**YOUR TASK:**
Retype the whole listing below, character for character.
# # # # #
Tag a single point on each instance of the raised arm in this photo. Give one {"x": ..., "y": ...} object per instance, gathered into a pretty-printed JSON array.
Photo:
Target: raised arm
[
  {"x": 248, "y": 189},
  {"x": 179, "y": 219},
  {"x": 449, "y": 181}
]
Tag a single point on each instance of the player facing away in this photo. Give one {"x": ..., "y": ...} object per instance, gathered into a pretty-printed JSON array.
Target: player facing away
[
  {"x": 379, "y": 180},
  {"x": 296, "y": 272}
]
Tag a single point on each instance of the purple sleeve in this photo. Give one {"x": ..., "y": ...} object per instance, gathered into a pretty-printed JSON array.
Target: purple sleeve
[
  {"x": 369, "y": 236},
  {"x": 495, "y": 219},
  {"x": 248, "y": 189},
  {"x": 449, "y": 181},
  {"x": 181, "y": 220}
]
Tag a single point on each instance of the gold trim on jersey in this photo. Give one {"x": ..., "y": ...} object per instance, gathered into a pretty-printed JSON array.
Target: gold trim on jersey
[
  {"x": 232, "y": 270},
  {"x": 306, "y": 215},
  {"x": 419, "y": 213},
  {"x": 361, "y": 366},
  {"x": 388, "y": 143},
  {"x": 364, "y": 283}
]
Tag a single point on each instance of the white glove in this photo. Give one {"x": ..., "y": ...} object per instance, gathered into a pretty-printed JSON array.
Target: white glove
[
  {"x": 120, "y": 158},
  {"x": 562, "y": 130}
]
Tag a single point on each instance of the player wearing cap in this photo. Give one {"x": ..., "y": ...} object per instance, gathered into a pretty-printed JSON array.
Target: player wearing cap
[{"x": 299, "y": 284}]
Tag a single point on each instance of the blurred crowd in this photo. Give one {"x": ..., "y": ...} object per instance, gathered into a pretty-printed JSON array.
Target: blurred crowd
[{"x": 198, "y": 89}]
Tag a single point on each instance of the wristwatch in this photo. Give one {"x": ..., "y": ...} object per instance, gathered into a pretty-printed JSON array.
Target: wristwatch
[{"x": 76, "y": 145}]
# # # # #
**REPLY:**
Tag a single point on each instance of the raised arm in this photo. Give one {"x": ..., "y": ...} object per instance, gathered into a pretty-printed JSON array.
Photo:
Target: raised arm
[
  {"x": 248, "y": 189},
  {"x": 179, "y": 219},
  {"x": 449, "y": 181}
]
Tag a single point on each instance of the player facing away in this photo. Give one {"x": ..., "y": ...} object per instance, gathered into a pretty-printed JSON array.
Target: player facing away
[
  {"x": 379, "y": 180},
  {"x": 296, "y": 272}
]
Tag a single point on each instance of the purple sleeve in this photo. Give one {"x": ..., "y": ...} object per instance, gathered into a pretty-printed JSON array.
Target: purple sleeve
[
  {"x": 369, "y": 236},
  {"x": 495, "y": 219},
  {"x": 248, "y": 189},
  {"x": 449, "y": 181},
  {"x": 181, "y": 220}
]
Tag a single point on each instance of the gold trim on jersey in this photo. Give one {"x": ..., "y": ...} object per instance, gathered into a pretty-printed JSON array.
Target: gold trim on jersey
[
  {"x": 232, "y": 270},
  {"x": 306, "y": 215},
  {"x": 419, "y": 213},
  {"x": 361, "y": 366},
  {"x": 388, "y": 143},
  {"x": 364, "y": 283}
]
Tag a single point on each instance of the white glove in this photo. Give one {"x": ..., "y": ...} object per instance, gathered into a pretty-printed JSON array.
Target: white glove
[
  {"x": 120, "y": 158},
  {"x": 562, "y": 130}
]
Tag a single point on each instance of the player wearing cap in this photo. Give one {"x": ..., "y": ...} object per instance, gathered into a pretty-printed JSON array.
Target: player wearing cap
[{"x": 299, "y": 284}]
Tag a single point on each instance of the blurred crowd in this photo. Give one {"x": ..., "y": ...} object per instance, gathered into a pretty-printed JSON array.
Target: blurred crowd
[{"x": 198, "y": 89}]
Tag a single point on each instance of the wristwatch in this photo. Give one {"x": ..., "y": ...} object per instance, gathered into a pretty-printed JSON array.
Target: wristwatch
[{"x": 76, "y": 145}]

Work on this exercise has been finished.